**Given request**: Give every entry again, word for word and in full.

**Rows**:

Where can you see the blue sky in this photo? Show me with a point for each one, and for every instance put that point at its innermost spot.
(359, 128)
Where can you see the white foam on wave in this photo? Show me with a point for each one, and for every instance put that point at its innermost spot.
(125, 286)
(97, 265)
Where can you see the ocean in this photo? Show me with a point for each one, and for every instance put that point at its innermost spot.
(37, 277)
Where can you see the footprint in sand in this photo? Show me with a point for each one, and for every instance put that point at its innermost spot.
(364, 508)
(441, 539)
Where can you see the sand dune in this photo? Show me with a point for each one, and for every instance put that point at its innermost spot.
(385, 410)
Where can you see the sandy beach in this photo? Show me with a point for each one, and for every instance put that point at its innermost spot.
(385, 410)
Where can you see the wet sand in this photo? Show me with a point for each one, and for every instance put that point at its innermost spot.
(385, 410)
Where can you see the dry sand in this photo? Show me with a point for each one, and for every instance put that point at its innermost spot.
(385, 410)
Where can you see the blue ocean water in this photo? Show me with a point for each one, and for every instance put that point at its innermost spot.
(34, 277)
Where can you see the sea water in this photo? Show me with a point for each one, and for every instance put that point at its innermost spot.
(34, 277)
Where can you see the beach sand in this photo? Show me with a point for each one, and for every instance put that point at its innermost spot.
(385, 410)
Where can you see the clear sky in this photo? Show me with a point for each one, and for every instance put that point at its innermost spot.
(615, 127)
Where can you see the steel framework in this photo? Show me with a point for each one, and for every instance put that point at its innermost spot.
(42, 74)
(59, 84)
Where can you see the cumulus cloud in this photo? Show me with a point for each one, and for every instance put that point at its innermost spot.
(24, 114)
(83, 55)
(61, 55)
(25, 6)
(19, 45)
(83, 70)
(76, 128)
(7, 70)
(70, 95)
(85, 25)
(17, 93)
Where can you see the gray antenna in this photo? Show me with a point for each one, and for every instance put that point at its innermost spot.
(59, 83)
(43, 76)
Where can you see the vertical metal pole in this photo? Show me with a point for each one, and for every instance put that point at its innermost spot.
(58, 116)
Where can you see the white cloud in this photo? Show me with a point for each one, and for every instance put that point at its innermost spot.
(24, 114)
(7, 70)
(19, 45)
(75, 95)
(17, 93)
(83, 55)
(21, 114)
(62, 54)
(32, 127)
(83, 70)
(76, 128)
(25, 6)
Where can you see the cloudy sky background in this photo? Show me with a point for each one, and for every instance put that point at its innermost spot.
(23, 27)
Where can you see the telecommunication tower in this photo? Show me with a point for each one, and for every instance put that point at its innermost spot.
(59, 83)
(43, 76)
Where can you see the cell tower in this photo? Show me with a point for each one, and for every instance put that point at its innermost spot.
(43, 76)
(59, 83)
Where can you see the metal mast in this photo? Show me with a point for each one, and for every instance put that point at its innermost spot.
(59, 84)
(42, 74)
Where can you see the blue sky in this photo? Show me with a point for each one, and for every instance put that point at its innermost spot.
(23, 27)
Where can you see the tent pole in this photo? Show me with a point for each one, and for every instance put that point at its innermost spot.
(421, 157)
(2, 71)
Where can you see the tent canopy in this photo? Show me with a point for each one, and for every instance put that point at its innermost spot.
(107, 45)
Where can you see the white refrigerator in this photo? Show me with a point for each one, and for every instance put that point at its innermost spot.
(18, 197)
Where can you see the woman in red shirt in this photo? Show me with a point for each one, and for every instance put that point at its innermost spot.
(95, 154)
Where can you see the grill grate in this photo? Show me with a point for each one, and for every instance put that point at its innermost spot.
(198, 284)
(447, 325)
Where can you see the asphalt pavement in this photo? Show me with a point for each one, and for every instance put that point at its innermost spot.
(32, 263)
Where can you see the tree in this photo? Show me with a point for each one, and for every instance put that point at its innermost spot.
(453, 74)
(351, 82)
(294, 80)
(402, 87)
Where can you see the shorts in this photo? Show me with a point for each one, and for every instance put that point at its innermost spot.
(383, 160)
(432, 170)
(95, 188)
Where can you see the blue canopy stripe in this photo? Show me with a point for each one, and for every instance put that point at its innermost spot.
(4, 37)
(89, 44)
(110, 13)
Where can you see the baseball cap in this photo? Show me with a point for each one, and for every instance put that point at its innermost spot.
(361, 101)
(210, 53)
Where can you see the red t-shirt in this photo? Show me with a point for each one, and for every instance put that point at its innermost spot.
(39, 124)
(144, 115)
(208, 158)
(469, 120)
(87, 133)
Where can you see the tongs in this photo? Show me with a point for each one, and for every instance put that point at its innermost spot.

**Answer in full**:
Where can you see the blue sky in this photo? Show me with a point for each one, and for every instance put that point at its innermost spot.
(359, 128)
Where can you see the white foam on wave in this photo? Show me with a point for each one, and for every instance put that point at its innermost spot.
(125, 286)
(97, 265)
Where can you see the ocean in this photo? Show me with a point for each one, and for every instance put that point at its innermost spot.
(37, 277)
Where can you see the footprint in sand in this photo? Show me with a point for each one, and for every instance put that point at its innermost spot.
(364, 508)
(441, 539)
Where can you see the sand dune in this photo? Show me with a point for each one, and for every instance put that point at its innermost spot.
(385, 410)
Where can you see the sandy beach in this photo? Show me with a point for each one, and for every instance put that point at its innermost spot.
(385, 410)
Where can you see the wet sand in this photo? Show me with a point for each one, and for every instance put that point at its innermost spot.
(385, 410)
Where can you see the dry sand in this photo? Show me with a point for each one, and for every instance put that point at its innermost spot.
(385, 410)
Where can you see the blue ocean water in this photo? Show me with a point for each one, and for every instance put that point at its innermost spot.
(34, 277)
Where can you see the sea water in this photo? Show me with a point for each one, and for every instance put that point at its innermost spot.
(34, 277)
Where can you see the beach sand in this photo? Show me with a point for each one, and for every instance put that point at its innermost spot.
(385, 410)
Where can you see the clear sky in this photo? Show me with a point for each one, and for every instance put that point at its innermost spot.
(615, 127)
Where can you see the steel framework in this photo? Show me with a point for each one, and for every instance put that point at its innermost spot.
(42, 74)
(59, 84)
Where can you see the cumulus cloud in this photo? Show me with a point for each one, and for every instance put that point at its innermost spot.
(24, 114)
(83, 55)
(61, 55)
(25, 6)
(19, 45)
(83, 70)
(76, 128)
(7, 70)
(70, 95)
(85, 25)
(17, 93)
Where can you see the gray antenna in this photo? Show me with a point for each one, and for every instance put that point at its innermost spot.
(59, 83)
(43, 76)
Where can you see the vertical metal pole in this photo? Show me with a point for each one, and for every instance put that point at its innermost spot.
(58, 116)
Where can you see the white cloud in this photo? Show me with a point for each one, and for every instance put that point at its innermost spot.
(24, 114)
(7, 70)
(19, 45)
(75, 95)
(17, 93)
(83, 55)
(21, 114)
(62, 54)
(32, 127)
(83, 70)
(76, 128)
(25, 6)
Where can you see the cloudy sky background in this photo? Show me with a point for each one, and for every instance put that point at its innermost spot.
(23, 27)
Where can you see the telecommunication tower in this photo? Show me with a point for each one, and for every instance put that point at its innermost spot.
(59, 83)
(43, 76)
Where can you see the cell tower in this photo? Show me with a point for each one, and for every instance put that point at its innermost spot.
(43, 76)
(59, 83)
Where can you see the metal mast in this photo? Show me with a point for each one, and for every instance put that point at its innermost spot.
(59, 84)
(42, 74)
Where can you see the blue sky in this photo? Show me with a point for each one, and for every instance put that point at its innermost spot.
(23, 27)
Where can you see the tent pole in this photo? Show me with a point for each one, and for every instance put that point at its innermost spot.
(421, 157)
(2, 71)
Where can you see the tent canopy in this photo? Show me with a point for each one, and for every instance put that point at its innermost spot.
(107, 45)
Where can you see the white refrigerator in this photo? Show me with a point for each one, and for every instance put that point at its innermost spot.
(18, 197)
Where can you see the woman in red shirt in this photo? Show me with a point for each one, and for every instance put that point at its innermost spot.
(95, 154)
Where can you see the grill grate in this photo? Show me with a point for each one, and for every instance put that point at its innermost spot.
(198, 284)
(447, 325)
Where can you see the asphalt pavement in this photo? Show me with a point for each one, and for every instance put that point at its innermost spot.
(32, 263)
Where can you see the tree in this photo? Show me with a point for each one, and for every instance put that point at its innermost spot.
(453, 74)
(351, 82)
(294, 80)
(402, 87)
Where can you see the shorts in this photo? Show me with a point for each one, and for every instance put that point at its innermost spot.
(383, 160)
(432, 170)
(95, 188)
Where can you see the blue canopy stripe in this photo? Show me with a point for each one, and for every instance put that point at its innermost spot.
(4, 37)
(89, 44)
(110, 13)
Where can you see the baseball cap in this photo? Show me with a point for each one, and for every instance put that point at its innermost spot.
(361, 101)
(210, 53)
Where can you see the red t-shirt in this photo? Show me with a point for each one, and for every instance put that point at its innermost spot.
(39, 124)
(144, 115)
(208, 158)
(469, 120)
(87, 133)
Where can you see the tongs in this photo? Show me with a point for each one, and for every instance put that point at its innermost spot.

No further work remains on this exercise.